## [Exercise directions]
Retype the entries from the line with "Task: please point out the artificial" up to and including the line with "<point>588,86</point>", with no changes.

## START Records to use

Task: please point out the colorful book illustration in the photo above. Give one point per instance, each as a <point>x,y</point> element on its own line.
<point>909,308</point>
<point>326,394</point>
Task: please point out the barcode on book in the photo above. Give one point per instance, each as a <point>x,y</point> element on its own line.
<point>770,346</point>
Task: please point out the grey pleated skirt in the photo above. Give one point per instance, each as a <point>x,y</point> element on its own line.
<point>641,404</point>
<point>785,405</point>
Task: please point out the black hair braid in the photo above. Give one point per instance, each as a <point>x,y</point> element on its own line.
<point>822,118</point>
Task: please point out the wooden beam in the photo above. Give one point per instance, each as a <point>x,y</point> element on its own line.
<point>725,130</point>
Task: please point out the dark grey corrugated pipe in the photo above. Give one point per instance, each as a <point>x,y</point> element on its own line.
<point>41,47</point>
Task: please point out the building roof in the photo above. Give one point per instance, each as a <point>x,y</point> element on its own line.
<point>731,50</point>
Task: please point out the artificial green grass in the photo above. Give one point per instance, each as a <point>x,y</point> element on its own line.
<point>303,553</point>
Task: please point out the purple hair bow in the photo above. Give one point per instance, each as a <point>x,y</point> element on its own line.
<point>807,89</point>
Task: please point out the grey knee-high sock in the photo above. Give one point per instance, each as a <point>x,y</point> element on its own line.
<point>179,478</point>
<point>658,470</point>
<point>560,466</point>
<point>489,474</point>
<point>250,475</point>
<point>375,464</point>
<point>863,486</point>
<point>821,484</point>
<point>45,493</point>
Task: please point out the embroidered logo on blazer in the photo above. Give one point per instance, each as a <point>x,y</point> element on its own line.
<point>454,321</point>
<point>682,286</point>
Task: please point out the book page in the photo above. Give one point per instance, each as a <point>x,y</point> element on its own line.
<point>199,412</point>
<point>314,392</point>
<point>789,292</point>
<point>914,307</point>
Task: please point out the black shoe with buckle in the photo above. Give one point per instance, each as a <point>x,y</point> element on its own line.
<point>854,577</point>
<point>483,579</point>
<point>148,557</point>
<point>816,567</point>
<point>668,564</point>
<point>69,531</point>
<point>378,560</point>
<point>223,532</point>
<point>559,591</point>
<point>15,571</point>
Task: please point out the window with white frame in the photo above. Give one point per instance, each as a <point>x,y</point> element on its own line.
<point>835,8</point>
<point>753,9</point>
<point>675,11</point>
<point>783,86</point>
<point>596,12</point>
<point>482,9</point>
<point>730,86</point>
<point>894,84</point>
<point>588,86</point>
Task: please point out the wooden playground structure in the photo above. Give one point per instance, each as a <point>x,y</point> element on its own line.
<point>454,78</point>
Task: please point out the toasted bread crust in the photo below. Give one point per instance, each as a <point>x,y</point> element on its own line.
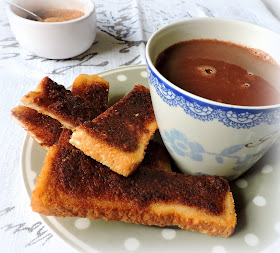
<point>93,89</point>
<point>44,129</point>
<point>72,184</point>
<point>54,100</point>
<point>118,137</point>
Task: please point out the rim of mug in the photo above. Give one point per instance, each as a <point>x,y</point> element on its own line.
<point>193,96</point>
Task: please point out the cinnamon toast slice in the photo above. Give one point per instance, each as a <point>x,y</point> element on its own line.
<point>118,137</point>
<point>42,128</point>
<point>72,184</point>
<point>46,130</point>
<point>54,100</point>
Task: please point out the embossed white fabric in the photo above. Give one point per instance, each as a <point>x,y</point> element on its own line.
<point>124,26</point>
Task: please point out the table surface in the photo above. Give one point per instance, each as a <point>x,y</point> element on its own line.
<point>124,26</point>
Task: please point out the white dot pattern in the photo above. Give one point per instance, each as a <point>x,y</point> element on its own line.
<point>267,169</point>
<point>277,227</point>
<point>122,78</point>
<point>82,223</point>
<point>168,233</point>
<point>144,74</point>
<point>131,244</point>
<point>251,240</point>
<point>259,201</point>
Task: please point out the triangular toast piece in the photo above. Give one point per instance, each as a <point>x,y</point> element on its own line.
<point>54,100</point>
<point>118,137</point>
<point>46,130</point>
<point>73,184</point>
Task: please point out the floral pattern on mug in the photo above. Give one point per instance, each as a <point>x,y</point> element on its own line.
<point>180,145</point>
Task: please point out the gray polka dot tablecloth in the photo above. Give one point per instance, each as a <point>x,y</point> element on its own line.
<point>118,54</point>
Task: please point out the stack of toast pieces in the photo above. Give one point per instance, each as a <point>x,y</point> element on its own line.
<point>102,163</point>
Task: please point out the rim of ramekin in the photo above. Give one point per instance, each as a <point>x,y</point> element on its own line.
<point>38,23</point>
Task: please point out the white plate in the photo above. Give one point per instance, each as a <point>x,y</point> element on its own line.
<point>256,196</point>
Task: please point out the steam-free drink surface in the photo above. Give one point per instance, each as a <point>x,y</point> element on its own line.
<point>222,72</point>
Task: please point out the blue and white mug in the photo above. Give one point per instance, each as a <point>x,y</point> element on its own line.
<point>204,136</point>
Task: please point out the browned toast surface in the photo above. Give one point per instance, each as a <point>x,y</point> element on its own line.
<point>93,89</point>
<point>59,103</point>
<point>44,129</point>
<point>73,184</point>
<point>118,137</point>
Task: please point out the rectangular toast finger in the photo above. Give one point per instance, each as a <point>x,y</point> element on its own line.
<point>73,184</point>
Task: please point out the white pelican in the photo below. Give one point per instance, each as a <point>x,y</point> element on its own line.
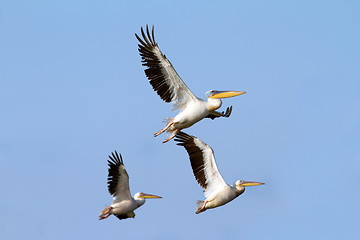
<point>123,204</point>
<point>169,86</point>
<point>203,164</point>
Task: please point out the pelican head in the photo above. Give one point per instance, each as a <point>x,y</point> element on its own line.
<point>223,94</point>
<point>240,184</point>
<point>142,196</point>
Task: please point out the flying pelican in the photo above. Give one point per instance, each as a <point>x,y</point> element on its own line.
<point>123,204</point>
<point>205,170</point>
<point>169,86</point>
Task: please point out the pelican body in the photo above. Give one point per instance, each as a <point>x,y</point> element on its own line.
<point>123,204</point>
<point>202,159</point>
<point>171,88</point>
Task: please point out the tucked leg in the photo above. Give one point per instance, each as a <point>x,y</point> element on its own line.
<point>105,213</point>
<point>164,129</point>
<point>201,208</point>
<point>172,135</point>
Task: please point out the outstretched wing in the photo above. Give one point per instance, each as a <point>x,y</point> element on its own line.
<point>118,178</point>
<point>215,114</point>
<point>160,72</point>
<point>203,163</point>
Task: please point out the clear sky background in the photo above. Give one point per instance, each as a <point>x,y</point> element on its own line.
<point>72,89</point>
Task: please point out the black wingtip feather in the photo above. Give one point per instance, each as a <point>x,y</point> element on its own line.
<point>114,162</point>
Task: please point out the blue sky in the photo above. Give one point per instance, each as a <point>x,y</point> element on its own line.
<point>72,89</point>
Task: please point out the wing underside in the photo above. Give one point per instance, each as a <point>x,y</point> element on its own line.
<point>202,162</point>
<point>160,72</point>
<point>118,178</point>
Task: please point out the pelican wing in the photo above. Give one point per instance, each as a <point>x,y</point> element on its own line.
<point>160,72</point>
<point>118,178</point>
<point>203,163</point>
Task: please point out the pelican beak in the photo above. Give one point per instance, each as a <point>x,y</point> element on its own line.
<point>145,195</point>
<point>251,183</point>
<point>225,94</point>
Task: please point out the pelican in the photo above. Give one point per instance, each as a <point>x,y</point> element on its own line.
<point>169,86</point>
<point>205,170</point>
<point>123,205</point>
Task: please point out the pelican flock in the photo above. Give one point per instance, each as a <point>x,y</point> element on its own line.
<point>171,88</point>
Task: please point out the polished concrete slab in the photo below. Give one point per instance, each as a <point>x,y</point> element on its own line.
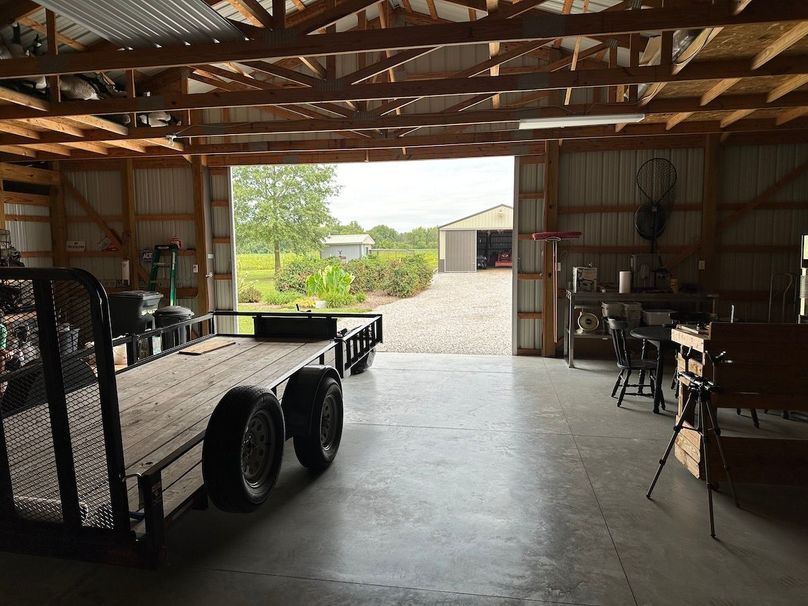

## END Records to use

## [Result for this exercise]
Task: please point out the artificial green grass in the photo above. Give one point per instance, each as a <point>x,y</point> element on its own line.
<point>303,553</point>
Task: please point out the purple hair bow in the photo above. Give one point per instance, each as a <point>x,y</point> element on its own line.
<point>807,89</point>
Task: please point out the grey knee-high sock in the photo above. Give one point per instance, each as a <point>x,y</point> element on its own line.
<point>179,478</point>
<point>658,470</point>
<point>560,466</point>
<point>489,474</point>
<point>250,475</point>
<point>375,464</point>
<point>863,486</point>
<point>821,484</point>
<point>45,493</point>
Task: please point out the embroidered logo on blazer in the photo above. Give one point per instance, each as a <point>x,y</point> element on its own line.
<point>454,321</point>
<point>682,286</point>
Task: please point out the book page in the photo above. Give one point per instance, each as a <point>x,y</point> element on its own line.
<point>199,412</point>
<point>314,392</point>
<point>789,292</point>
<point>914,307</point>
Task: please point out the black shoe with buckle in the photo above. Give one point per instance, each as a <point>x,y</point> element on its own line.
<point>854,577</point>
<point>483,579</point>
<point>148,557</point>
<point>816,567</point>
<point>668,564</point>
<point>69,531</point>
<point>378,560</point>
<point>223,532</point>
<point>559,591</point>
<point>15,571</point>
Task: please point out the window with white frame in the photo above. Give one point per instance, each as a <point>x,y</point> element on its own line.
<point>835,8</point>
<point>753,9</point>
<point>675,11</point>
<point>783,86</point>
<point>596,12</point>
<point>482,9</point>
<point>730,86</point>
<point>894,84</point>
<point>588,86</point>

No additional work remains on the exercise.